Excerpts of pointing data
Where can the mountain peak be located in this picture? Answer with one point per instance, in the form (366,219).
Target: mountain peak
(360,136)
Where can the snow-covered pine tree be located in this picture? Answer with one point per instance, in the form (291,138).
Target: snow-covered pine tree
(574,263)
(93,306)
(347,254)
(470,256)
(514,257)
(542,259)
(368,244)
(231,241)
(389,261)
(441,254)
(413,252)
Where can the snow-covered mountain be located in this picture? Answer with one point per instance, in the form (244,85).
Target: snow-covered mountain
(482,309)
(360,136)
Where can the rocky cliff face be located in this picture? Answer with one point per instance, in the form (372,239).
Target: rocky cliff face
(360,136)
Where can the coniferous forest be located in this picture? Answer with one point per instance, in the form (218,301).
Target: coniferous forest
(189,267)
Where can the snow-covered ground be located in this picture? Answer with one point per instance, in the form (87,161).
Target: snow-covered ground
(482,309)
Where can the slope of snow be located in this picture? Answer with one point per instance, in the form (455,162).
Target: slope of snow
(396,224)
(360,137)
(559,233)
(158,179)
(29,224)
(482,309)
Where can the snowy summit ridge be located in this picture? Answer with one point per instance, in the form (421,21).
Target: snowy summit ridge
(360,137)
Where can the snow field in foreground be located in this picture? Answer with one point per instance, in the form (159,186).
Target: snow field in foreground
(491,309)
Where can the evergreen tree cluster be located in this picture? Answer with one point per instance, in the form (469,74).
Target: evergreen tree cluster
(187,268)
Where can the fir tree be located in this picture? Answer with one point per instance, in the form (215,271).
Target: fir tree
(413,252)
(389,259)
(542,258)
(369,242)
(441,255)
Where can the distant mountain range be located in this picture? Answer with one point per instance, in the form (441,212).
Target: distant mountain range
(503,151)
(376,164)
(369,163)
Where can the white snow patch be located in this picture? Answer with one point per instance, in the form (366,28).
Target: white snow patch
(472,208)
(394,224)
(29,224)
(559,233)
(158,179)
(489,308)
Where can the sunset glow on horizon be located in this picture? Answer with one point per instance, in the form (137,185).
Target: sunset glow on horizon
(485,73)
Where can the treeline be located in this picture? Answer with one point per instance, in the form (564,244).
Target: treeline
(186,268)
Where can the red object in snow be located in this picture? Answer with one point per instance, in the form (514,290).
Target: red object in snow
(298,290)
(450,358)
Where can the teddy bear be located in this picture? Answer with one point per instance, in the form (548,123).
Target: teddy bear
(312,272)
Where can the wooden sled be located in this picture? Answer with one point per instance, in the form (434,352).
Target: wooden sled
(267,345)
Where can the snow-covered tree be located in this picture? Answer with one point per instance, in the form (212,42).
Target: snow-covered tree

* [INSTRUCTION]:
Reproduce the listing from the line containing "Where can the treeline" through the end of the listing, renaming "teddy bear" to "stuffed toy" wherever it occurs and leaving everything else unchanged.

* [WRITTEN ANSWER]:
Where can the treeline be located in this picture? Answer with one point per instance, in the form (564,244).
Target: treeline
(186,268)
Where can the red object in snow be located in this picture? Answer with one point per instance, in the form (514,290).
Target: red object in snow
(298,290)
(450,358)
Where can the stuffed toy be located in this picture? Answer with one point per instance, in the form (548,123).
Target: stuffed toy
(312,272)
Where can the wooden sled be located in this picture? Answer with one point per instance, in the form (434,352).
Target: wooden sled
(267,345)
Where can the snow-covered tree be located in this picture? Answer with one point per instance, in the form (212,42).
Target: snow-covered tree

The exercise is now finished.